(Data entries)
☆ ☆ ☆ ☆ ☆

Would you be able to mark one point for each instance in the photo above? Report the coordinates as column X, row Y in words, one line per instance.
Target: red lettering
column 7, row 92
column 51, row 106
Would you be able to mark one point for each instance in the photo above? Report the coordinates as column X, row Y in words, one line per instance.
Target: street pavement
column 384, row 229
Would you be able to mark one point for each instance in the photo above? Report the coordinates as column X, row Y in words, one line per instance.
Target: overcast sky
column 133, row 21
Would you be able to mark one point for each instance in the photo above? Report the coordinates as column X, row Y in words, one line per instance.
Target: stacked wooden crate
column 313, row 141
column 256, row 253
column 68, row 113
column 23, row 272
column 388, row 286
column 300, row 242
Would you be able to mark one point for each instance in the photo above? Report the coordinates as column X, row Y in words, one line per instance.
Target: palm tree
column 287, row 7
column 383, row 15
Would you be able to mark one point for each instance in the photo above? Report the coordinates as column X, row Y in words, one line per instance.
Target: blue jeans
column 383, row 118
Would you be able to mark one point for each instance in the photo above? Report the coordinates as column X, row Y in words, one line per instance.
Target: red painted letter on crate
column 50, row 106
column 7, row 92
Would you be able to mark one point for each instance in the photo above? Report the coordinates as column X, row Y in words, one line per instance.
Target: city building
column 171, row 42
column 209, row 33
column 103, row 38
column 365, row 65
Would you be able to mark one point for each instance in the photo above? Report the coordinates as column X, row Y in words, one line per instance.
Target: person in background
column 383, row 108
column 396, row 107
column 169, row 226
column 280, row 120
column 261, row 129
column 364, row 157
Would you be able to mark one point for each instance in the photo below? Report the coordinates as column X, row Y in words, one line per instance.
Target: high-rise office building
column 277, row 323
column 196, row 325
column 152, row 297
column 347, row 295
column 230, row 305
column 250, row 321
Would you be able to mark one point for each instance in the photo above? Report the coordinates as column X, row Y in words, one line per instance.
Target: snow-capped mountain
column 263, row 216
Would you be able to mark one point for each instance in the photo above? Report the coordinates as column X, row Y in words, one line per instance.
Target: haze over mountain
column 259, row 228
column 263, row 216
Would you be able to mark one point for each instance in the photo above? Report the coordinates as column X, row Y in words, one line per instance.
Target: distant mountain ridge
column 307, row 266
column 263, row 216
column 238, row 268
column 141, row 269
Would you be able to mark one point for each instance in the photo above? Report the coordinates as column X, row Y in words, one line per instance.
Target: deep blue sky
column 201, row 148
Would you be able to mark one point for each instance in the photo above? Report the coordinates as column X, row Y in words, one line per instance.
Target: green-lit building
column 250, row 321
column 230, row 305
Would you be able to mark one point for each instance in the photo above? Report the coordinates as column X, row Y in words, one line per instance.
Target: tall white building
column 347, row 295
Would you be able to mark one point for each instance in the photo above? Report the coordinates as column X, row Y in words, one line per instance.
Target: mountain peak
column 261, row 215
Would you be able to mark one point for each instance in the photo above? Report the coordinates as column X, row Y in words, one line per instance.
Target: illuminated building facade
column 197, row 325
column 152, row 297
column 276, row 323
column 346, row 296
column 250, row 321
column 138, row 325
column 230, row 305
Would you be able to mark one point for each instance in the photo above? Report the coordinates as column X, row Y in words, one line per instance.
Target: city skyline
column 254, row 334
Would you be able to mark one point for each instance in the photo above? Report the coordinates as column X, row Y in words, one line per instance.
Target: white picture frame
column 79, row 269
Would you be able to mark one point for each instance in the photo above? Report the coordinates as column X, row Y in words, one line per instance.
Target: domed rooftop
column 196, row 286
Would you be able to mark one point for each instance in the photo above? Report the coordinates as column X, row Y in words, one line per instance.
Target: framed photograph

☆ ☆ ☆ ☆ ☆

To be done: Copy out the material above word for word, from its first line through the line containing "column 365, row 65", including that line.

Correct answer:
Would you be able to mark one point for each instance in the photo above? Report the coordinates as column X, row Y in words, one line per instance.
Target: red lettering
column 7, row 92
column 51, row 106
Would you be able to mark one point for each instance in the photo above? Report the coordinates as column X, row Y in words, one line per instance.
Target: street pavement
column 384, row 229
Would you be able to mark one point for each instance in the photo above? Report the coordinates as column X, row Y in words, one line per instance.
Target: overcast sky
column 133, row 21
Would you be able to mark one point for each instance in the photo above? Report the coordinates as column X, row Y in words, one line per instance.
Target: stacked wooden crate
column 313, row 141
column 256, row 253
column 68, row 113
column 23, row 272
column 388, row 286
column 300, row 242
Would you be able to mark one point for each instance in the photo above? Report the coordinates as column X, row Y in words, one line per instance.
Target: palm tree
column 287, row 7
column 383, row 15
Would you be able to mark one point for each instance in the photo above? Report the coordinates as column X, row Y in words, one line per instance.
Target: blue jeans
column 383, row 118
Would you be able to mark one point for each instance in the photo above? Report the coordinates as column X, row Y in words, one line per instance.
Target: red painted letter on crate
column 50, row 106
column 7, row 92
Would you be able to mark one point for each instance in the photo above? Report the coordinates as column X, row Y in words, one line per instance.
Target: city building
column 171, row 42
column 209, row 33
column 103, row 38
column 365, row 65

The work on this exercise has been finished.